In the records below, lay out the lines between the one holding "Somewhere in the picture above there is the rodent's hind" and the one holding "[354,108,450,175]", inclusive, as a JSON list of strings with one string per line and any blank lines left out.

-- start DATA SHOWN --

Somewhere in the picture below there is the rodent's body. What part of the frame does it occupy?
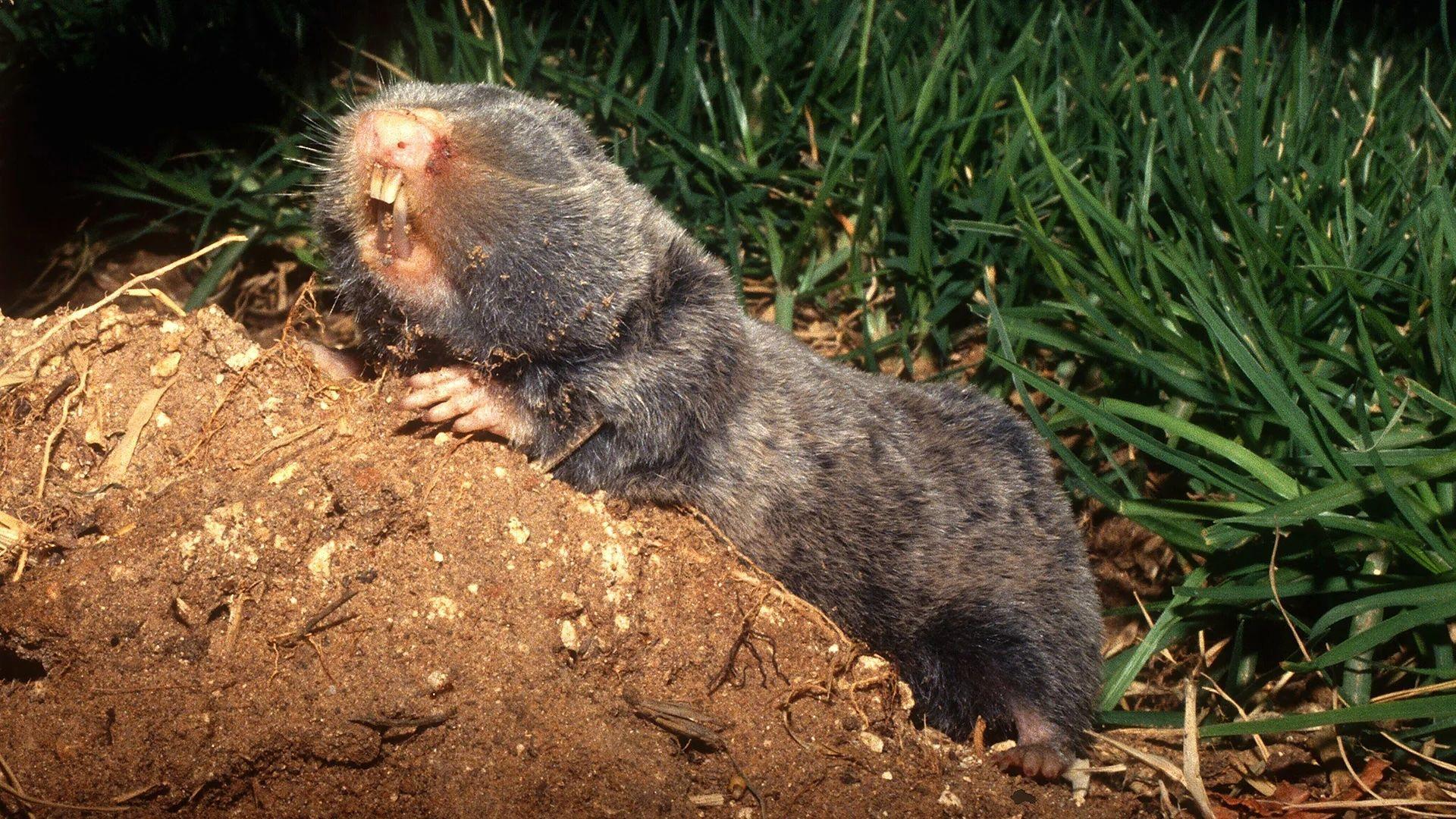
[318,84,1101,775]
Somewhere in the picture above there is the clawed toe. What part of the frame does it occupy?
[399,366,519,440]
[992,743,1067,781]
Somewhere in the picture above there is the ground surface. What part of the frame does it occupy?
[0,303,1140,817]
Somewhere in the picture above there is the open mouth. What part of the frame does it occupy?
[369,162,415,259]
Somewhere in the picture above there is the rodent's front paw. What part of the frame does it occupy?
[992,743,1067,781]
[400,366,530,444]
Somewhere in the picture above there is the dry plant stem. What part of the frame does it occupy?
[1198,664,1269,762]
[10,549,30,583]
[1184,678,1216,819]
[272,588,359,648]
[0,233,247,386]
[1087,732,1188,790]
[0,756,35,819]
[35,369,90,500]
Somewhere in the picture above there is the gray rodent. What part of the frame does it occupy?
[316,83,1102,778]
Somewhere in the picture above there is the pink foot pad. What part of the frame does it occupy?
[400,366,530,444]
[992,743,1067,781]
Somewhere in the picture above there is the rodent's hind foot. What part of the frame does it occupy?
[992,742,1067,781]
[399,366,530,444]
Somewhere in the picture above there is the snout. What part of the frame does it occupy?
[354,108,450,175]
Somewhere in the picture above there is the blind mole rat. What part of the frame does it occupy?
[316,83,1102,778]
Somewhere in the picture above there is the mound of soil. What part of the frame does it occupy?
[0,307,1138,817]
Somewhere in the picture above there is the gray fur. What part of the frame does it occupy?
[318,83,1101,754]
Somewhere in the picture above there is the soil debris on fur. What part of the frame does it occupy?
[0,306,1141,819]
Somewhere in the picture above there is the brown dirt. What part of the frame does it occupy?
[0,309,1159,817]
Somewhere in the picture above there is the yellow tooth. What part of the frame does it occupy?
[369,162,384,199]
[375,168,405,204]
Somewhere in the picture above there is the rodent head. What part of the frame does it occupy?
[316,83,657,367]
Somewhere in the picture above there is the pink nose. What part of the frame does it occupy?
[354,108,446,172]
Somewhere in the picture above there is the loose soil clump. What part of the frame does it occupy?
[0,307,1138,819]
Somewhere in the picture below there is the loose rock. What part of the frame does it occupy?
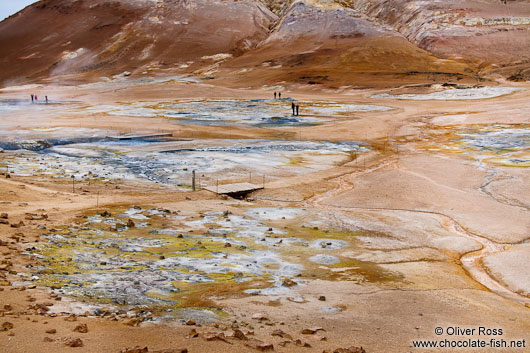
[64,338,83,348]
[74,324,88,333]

-- end DATA SHOWN --

§ **REPLY**:
[
  "Somewhere in the picture above there is the rodent's hind foot. What part of the frame does it occupy?",
  "[992,742,1067,781]",
  "[399,366,530,444]",
  "Somewhere in the picture above there is the snout. What part of the frame does it occupy?",
  "[354,108,450,175]"
]